---------- EXCERPT PROVIDED ----------

Understanding Python web deployment

Publication date Read time 10 min Tags Linux / Python

Trying to deploy server-side Python web application may be overwhelming. Many tutorials will gladly tell you how to run it inside gunicorn, and how to put nginx in front of it, but they usually skim over details on why all this is needed. Why do you need both nginx and gunicorn? Why gunicorn and not Waitress or daphne? What is WhiteNoise and do you still need nginx if you have it? What even is WSGI?

In this article I will share my mental model of distinct pieces and how they fit together. If I badly missed a mark somewhere, please reach out and tell me how wrong I am.

This is one of those topics that really benefits when you go through it in non-linear fashion. If you are here to learn, you might want to skim over headings and read sections in different order, or re-read selected sections out of order after reading the whole thing.

The main model

Let’s start with a high-level model of handling HTTP request.

Overview of HTTP request/response cycle main model. There are three stages. The first stage is called Accepting, the second stage is called Translate and the third stage is called Process.

That model follows the basic HTTP request/response cycle. Server passively waits for connections, which are initiated by clients. Client composes and sends a request. Server generates a response and sends it back, at which point connection is closed. If client decides it needs anything more, it sends new HTTP request.

The real world is complicated by HTTP/2, websockets and probably other things. HTTP/2 allows server to group multiple responses when addressing a single request. Websockets only start with HTTP request/response before switching to a completely different protocol. Some of these complexities will become relevant later.

---------- DATA SEGMENT ----------

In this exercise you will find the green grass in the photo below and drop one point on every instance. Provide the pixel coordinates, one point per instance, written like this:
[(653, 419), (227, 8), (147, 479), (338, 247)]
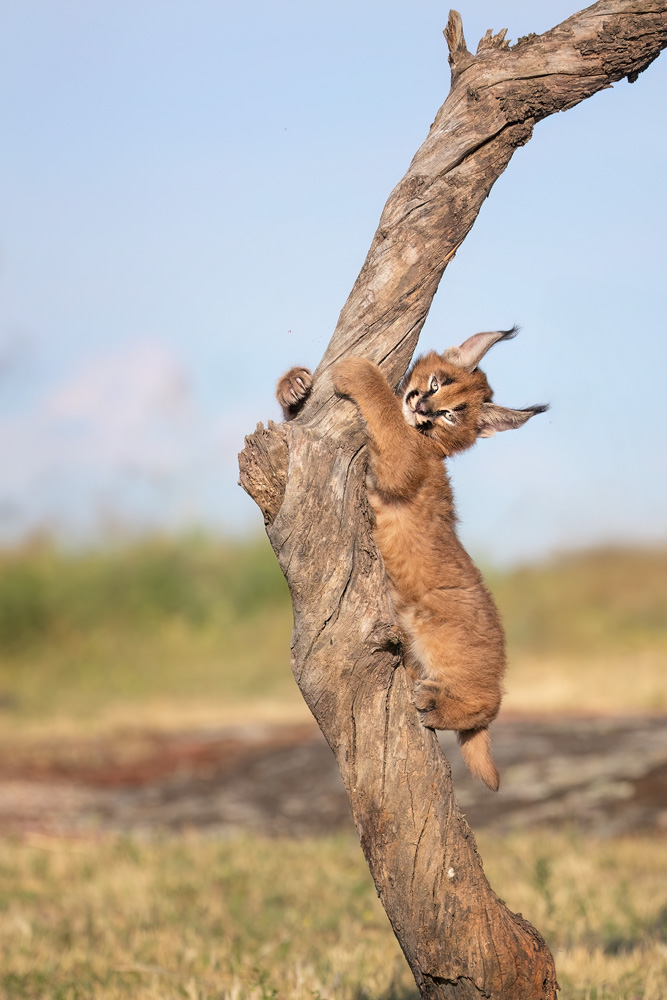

----------

- **DIRECTION**
Copy the entire article on Python web deployment verbatim, without altering anything.

- **ANSWER**
Understanding Python web deployment

Publication date Read time 10 min Tags Linux / Python

Trying to deploy server-side Python web application may be overwhelming. Many tutorials will gladly tell you how to run it inside gunicorn, and how to put nginx in front of it, but they usually skim over details on why all this is needed. Why do you need both nginx and gunicorn? Why gunicorn and not Waitress or daphne? What is WhiteNoise and do you still need nginx if you have it? What even is WSGI?

In this article I will share my mental model of distinct pieces and how they fit together. If I badly missed a mark somewhere, please reach out and tell me how wrong I am.

This is one of those topics that really benefits when you go through it in non-linear fashion. If you are here to learn, you might want to skim over headings and read sections in different order, or re-read selected sections out of order after reading the whole thing.

The main model

Let’s start with a high-level model of handling HTTP request.

Overview of HTTP request/response cycle main model. There are three stages. The first stage is called Accepting, the second stage is called Translate and the third stage is called Process.

That model follows the basic HTTP request/response cycle. Server passively waits for connections, which are initiated by clients. Client composes and sends a request. Server generates a response and sends it back, at which point connection is closed. If client decides it needs anything more, it sends new HTTP request.

The real world is complicated by HTTP/2, websockets and probably other things. HTTP/2 allows server to group multiple responses when addressing a single request. Websockets only start with HTTP request/response before switching to a completely different protocol. Some of these complexities will become relevant later.